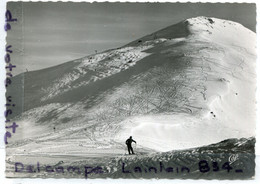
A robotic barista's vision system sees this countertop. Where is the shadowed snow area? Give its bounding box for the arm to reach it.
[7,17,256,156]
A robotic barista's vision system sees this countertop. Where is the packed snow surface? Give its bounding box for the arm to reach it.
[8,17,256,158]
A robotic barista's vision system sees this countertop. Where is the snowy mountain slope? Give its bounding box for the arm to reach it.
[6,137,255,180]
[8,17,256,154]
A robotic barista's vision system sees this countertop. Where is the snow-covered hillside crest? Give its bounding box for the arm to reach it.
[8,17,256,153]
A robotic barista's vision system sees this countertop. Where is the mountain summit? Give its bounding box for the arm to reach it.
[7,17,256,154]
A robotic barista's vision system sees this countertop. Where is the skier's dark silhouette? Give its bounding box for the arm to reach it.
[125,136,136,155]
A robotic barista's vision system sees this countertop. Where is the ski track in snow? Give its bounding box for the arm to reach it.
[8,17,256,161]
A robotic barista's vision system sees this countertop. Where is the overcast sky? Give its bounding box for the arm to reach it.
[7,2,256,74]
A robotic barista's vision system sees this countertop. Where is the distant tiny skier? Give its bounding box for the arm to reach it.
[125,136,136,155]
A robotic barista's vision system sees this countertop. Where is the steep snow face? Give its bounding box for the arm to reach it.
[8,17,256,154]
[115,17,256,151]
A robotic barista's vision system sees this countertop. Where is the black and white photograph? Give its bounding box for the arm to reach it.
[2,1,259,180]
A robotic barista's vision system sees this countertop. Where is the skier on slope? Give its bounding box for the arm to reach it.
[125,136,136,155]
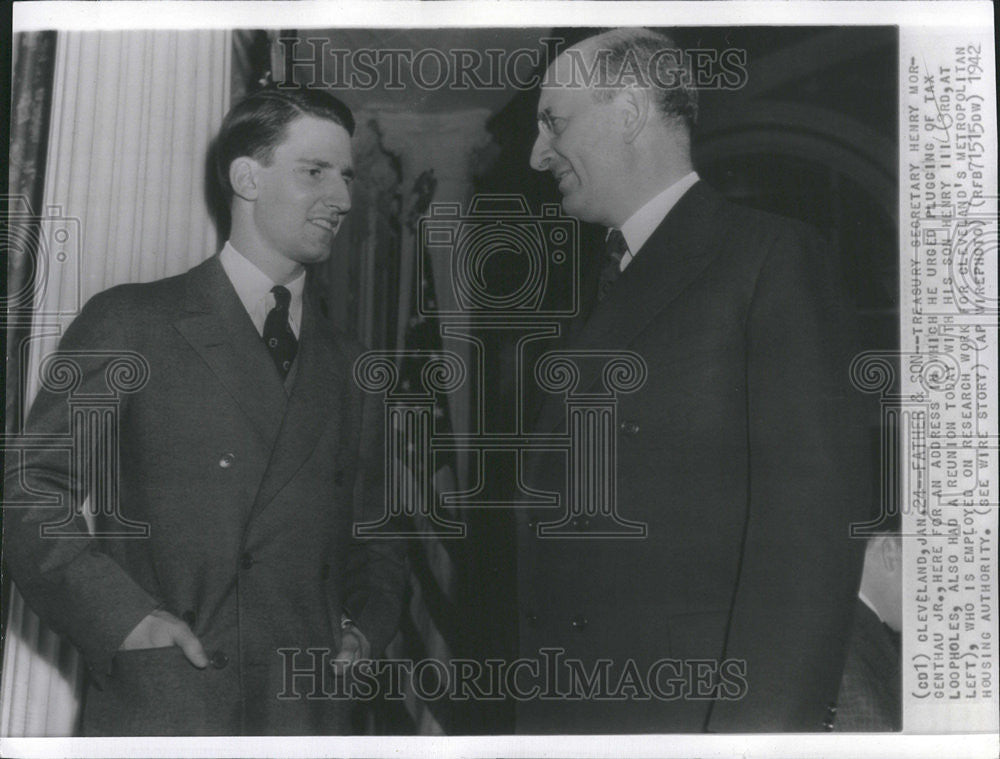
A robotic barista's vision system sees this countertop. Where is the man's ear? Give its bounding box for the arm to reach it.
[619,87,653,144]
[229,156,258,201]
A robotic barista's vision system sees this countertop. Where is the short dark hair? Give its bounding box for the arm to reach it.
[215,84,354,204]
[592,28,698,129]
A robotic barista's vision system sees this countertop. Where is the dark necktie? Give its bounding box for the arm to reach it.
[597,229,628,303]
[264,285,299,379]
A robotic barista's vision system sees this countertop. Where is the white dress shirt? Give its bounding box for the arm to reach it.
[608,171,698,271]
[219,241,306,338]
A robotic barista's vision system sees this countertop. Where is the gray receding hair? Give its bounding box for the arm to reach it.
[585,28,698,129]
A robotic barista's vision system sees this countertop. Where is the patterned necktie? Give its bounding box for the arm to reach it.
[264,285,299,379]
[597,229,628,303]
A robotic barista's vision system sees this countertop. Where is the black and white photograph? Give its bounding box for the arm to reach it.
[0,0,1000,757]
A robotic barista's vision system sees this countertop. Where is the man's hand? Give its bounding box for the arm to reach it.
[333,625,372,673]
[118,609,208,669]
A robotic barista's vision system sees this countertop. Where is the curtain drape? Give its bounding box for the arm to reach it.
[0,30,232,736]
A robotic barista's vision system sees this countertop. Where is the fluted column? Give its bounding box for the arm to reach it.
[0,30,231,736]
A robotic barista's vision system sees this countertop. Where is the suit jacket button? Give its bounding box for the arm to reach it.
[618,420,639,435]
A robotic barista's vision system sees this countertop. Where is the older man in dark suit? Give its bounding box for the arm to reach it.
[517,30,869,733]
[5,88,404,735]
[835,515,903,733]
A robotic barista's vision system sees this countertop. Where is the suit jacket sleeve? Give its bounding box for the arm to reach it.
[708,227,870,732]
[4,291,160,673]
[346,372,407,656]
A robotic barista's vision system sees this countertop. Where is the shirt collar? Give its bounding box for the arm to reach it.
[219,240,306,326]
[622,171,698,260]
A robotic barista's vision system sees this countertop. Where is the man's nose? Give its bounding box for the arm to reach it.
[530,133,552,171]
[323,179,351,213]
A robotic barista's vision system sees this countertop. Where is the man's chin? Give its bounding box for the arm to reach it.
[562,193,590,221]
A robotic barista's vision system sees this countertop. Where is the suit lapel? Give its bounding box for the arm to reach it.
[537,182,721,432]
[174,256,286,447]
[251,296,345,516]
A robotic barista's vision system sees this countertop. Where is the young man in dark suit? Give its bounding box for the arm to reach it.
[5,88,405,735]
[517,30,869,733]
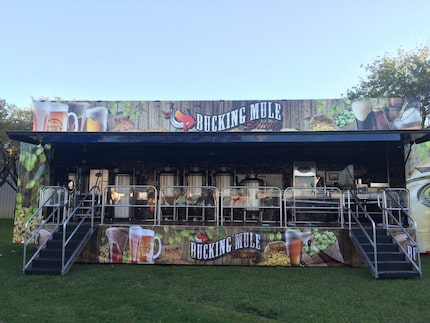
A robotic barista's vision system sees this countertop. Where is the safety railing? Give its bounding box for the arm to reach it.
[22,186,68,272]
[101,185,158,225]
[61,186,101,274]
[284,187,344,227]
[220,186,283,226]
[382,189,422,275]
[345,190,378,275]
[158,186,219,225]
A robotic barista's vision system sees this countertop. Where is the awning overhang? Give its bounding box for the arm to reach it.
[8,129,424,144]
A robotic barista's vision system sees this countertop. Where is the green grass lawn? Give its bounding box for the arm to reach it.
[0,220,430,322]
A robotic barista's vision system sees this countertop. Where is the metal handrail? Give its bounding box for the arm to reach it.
# # # # # # #
#### Written instruction
Put each line of the items above into a numbered list, skipping blank lines and leaving out the pictures.

#### Solution
1. A robotic barista's vision system sees this countertop. Where is the shadowed snow area? Give its bounding box for the arm to reach it.
2. [7,17,256,156]
3. A robotic barista's vision system sees this countertop. Where is the packed snow surface? Give its bounding box for the arm to reach it.
4. [8,17,256,158]
5. A robotic barista's vision system sees this countertop. Where is the snowy mountain slope? Give its bounding box for the arm to reach it.
6. [6,137,255,180]
7. [8,17,256,154]
8. A robotic barista's vision system sees this countertop. Where is the snow-covered hillside crest? Give its bounding box for the arm to reach it.
9. [8,17,256,153]
10. A robotic barista's vision system sees this countertop. Where is the mountain summit? Give its bounding box for the arm to reach it.
11. [7,17,256,154]
12. A robotic barista's vision system sees this countertop. Where is the skier's dark silhouette? Give its bounding box for the arm to reach it.
13. [125,136,136,155]
14. A robotic barista's vision system sees this countertop. Where is the ski track in snow? Give its bounding box for the arm to reach it.
15. [8,17,256,161]
16. A robotic barista's vision system sees this countertop. Where is the overcast sky? Give its bounding box for the arm to reach it.
17. [7,2,256,74]
18. A robotic barista's vision system sees this countertop. Where is the distant tiny skier? Give its bounding box for the arm to reach it.
19. [125,136,136,155]
20. A robotic barista's vision system sees this countertop. Where is the steep snow face? Give its bounding box for the arm to reach it.
21. [8,17,256,154]
22. [115,17,256,151]
23. A robotic barista's vision system sees this countertop. Where is the black and white photograph? Give its bounding box for the arm to reach it.
24. [2,1,259,180]
25. A robotic barista's vision system sees this countertop. Where is the skier on slope? Give its bounding box for the arm to reach it.
26. [125,136,136,155]
27. A robotic barista's vision system sees this countertop. Where is the man's ear? Give its bounding box for the arm to reach it.
28. [619,87,653,144]
29. [229,156,258,201]
30. A robotic barista's vision system sees this countertop. Where is the short dark hair? Give its bounding box for the arm to reach it.
31. [215,84,354,204]
32. [592,28,698,129]
33. A robotic barista's vision system sees this countertop. Where is the dark necktie? Give its bounding box for the arm to reach it.
34. [597,229,628,303]
35. [264,285,299,379]
36. A robotic barista's vision system sees this countertop. Where is the white dress shirt? Give its bounding box for the arm to reach it.
37. [608,171,698,271]
38. [219,241,306,338]
39. A robotic barista's vision system sees this countertop. Where is the gray receding hair? Give its bounding box for the arm to reach it.
40. [585,28,698,129]
41. A robotic barista's vision system sees this countertop. Where is the patterned necktie? Give its bounding box for the arm to reach it.
42. [264,285,299,379]
43. [597,229,628,303]
44. A robotic barista's vision system sees this countertop. Where is the black and white photograph? Give its bounding box for the arm to reach it.
45. [0,0,1000,757]
46. A robotic barista's vision system sees this countertop. Where is the man's hand? Give its bounding box for the arm to reach it.
47. [333,625,372,673]
48. [118,609,208,669]
49. A robotic barista's vision system sees this countertop. Where is the curtain drape? Give its bounding box for the arm to reach it.
50. [0,30,232,736]
51. A robotic barista's vision system sees this countertop. Where is the fluted column? Give its bounding box for the arm to reach it.
52. [0,30,231,736]
53. A robotic barista's vision system sees this countertop. Where is the suit jacket button? Give its bounding box for the arm to reach it.
54. [618,420,639,435]
55. A robotic barista's vision system sees this countertop. Where is the older man in dark suit? Give its bounding box for the arm to reach it.
56. [517,30,869,733]
57. [5,88,404,735]
58. [835,515,903,733]
59. A robotic barista's vision system sees this countertop. Where is the suit jacket sleeve? Give its bounding box for the arm to reach it.
60. [708,227,870,732]
61. [4,291,160,673]
62. [346,372,407,656]
63. A robotic barista's vision system sees this countertop. Where is the shirt collar? Give its bounding box for the arm to reach it.
64. [219,240,306,326]
65. [622,171,698,260]
66. A robotic barista's vision system sees this countertop. Where is the man's nose? Give its bounding box for the arm to reach it.
67. [530,133,552,171]
68. [323,179,351,213]
69. A robotic barista's vision system sees this countertop. Where is the man's chin? Give its bounding box for the arm to reach it.
70. [562,193,590,221]
71. A robotic barista's vision system sees this countertop. Where is the suit lapel? Give its bounding box for the arm to reach it.
72. [537,182,721,432]
73. [174,256,286,447]
74. [251,296,345,516]
75. A robotic barista's vision system sees this countertop. Where is the young man in dark suit? Give its bounding box for the arm to reach it.
76. [5,88,405,735]
77. [517,30,869,733]
78. A robotic barista's vision system sees this countertop. Where is the safety railing? Give its bounding box for the arm to reach it.
79. [22,186,68,272]
80. [101,185,158,225]
81. [61,186,101,274]
82. [284,187,344,227]
83. [220,186,283,226]
84. [382,189,422,275]
85. [345,190,378,275]
86. [158,186,219,225]
87. A robotic barista's vision system sees this countertop. Where is the awning overhang? Give its bounding box for the arm to reach it.
88. [8,129,424,144]
89. A robotic barista's vision system sees this countertop. Where is the green grass lawn? Give its bounding box for the arm to reach it.
90. [0,220,430,322]
91. A robotic barista's vision system sees this countertop. Where is the metal handrail? Give its bounding box for the arm to reach it.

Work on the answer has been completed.